= Records =
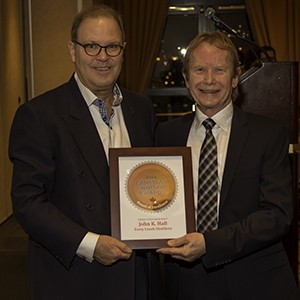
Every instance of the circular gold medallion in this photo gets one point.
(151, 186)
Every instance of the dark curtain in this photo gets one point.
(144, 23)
* * *
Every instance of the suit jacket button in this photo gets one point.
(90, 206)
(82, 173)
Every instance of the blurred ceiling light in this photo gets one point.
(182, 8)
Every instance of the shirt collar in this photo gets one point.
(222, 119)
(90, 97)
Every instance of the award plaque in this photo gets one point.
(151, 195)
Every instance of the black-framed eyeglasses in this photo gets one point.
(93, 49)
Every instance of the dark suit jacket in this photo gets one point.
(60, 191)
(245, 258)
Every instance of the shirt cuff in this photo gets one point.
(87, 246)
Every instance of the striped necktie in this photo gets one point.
==
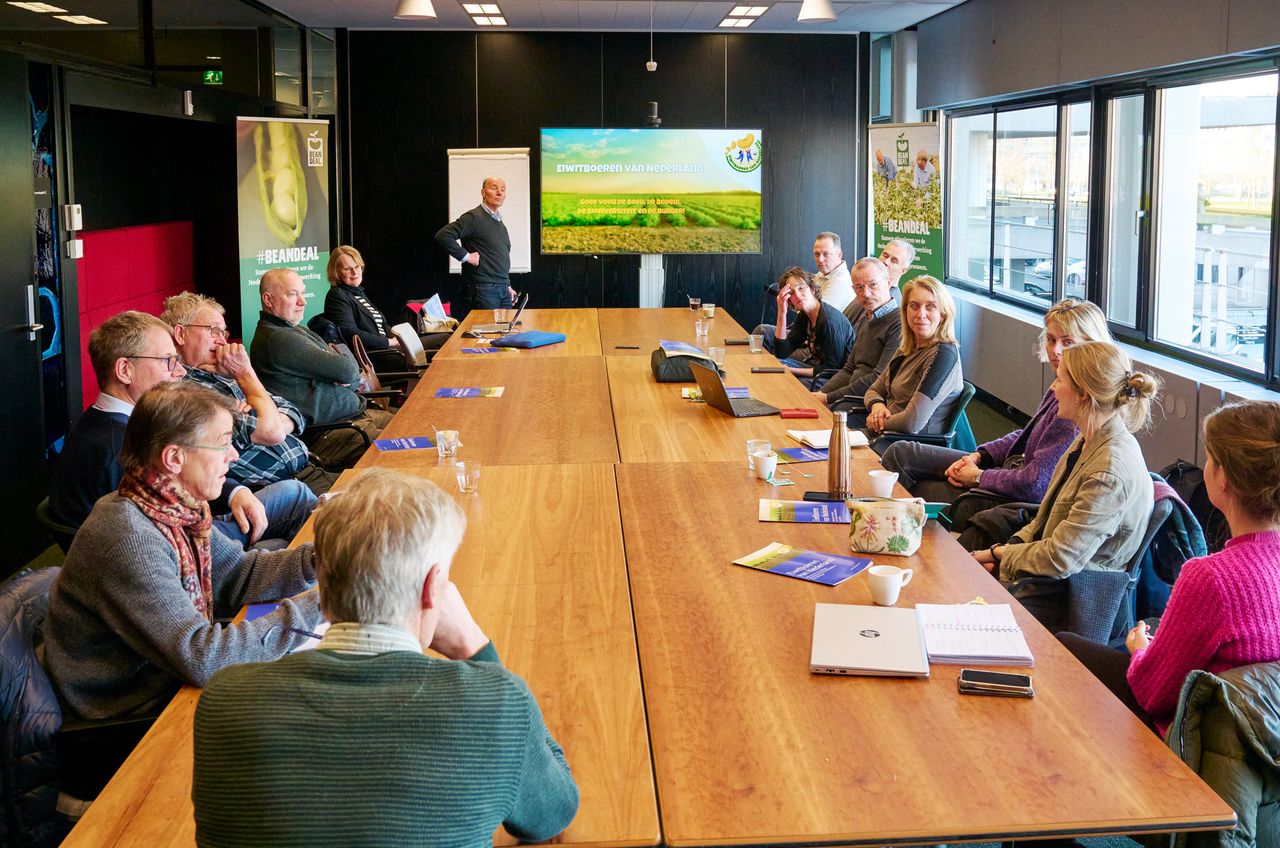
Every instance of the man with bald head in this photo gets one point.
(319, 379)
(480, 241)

= Short task =
Find each line in the listing above that contains the string "this" and copy those lines out. Case counts, so uppercase and lowercase letters must match.

= Exercise solution =
Every instance of the circular gold medallion in this photo gets one point.
Every instance of the dark curtain in this photo gets one point.
Every instance of the suit jacket button in this photo gets one point.
Every instance of the blurred ceiling light in this photo gets one point.
Every instance of the shirt collar in this photo gets one point.
Every instance of the award plaque in this photo gets one point.
Every instance of the black-framed eyeglasses in this photo gets one point.
Every instance of the dark suit jacket in this photo gets one point.
Every instance of the shirt cuff in this photo gets one point.
Every instance of the striped necktie in this photo gets one point.
Every instance of the man with bald head in this photo gets one point.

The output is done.